++++ SOURCE ++++
Mes collègues et moi serions heureux de répondre à vos questions. D'ailleurs, j'ai le plaisir d'être accompagné de Julie Besner ainsi que de Catherine Kane, toutes deux du ministère de la Justice.
Merci, monsieur le président, de m'avoir donné l'occasion de faire cette déclaration préliminaire.
:
Monsieur le président, d'autres comités qui traitent de justice sont assez stricts aussi, alors nous ne verrons aucune différence.
Monsieur le ministre, merci d'être venu. C'est un plaisir de vous voir et de vous avoir avec nous pour étudier un projet de loi sur lequel il y a, dans une large mesure, accord de principe. Cependant, comme vous le savez sans doute, le but des comités est de passer en revue certains aspects techniques pour s'assurer qu'on fait preuve de diligence raisonnable non seulement au niveau ministériel, mais évidemment aussi au niveau législatif.
++++ DONNÉES FOURNIES ++++
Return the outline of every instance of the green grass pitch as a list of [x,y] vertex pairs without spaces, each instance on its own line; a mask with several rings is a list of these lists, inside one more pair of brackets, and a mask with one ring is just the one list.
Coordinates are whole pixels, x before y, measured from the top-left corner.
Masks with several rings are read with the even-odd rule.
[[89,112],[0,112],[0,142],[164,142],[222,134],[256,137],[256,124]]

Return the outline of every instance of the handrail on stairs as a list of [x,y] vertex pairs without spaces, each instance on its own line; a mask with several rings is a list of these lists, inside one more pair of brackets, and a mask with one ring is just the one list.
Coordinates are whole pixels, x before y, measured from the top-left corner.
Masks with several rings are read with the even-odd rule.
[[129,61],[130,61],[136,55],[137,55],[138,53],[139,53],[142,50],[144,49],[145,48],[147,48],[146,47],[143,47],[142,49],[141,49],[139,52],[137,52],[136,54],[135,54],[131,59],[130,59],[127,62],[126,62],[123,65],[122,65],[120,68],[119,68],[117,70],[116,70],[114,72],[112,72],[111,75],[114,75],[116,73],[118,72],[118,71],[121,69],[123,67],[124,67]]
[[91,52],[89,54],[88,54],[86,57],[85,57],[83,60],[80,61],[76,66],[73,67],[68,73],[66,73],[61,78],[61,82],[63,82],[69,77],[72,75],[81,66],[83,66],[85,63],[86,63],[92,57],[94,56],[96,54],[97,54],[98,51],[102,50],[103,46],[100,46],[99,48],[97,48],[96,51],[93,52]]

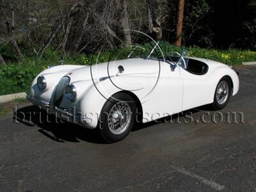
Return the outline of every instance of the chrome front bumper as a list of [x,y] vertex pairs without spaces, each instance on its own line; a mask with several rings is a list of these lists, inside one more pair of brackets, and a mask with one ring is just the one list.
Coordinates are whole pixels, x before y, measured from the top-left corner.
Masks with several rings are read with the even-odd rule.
++++
CONSIGNE → Relevez, dans l'ordre où elles apparaissent dans la source, toutes les apostrophes par lesquelles un orateur interpelle directement quelqu'un, en comptant chaque occurrence.

RÉPONSE →
1. « monsieur le président »
2. « Monsieur le président »
3. « Monsieur le ministre »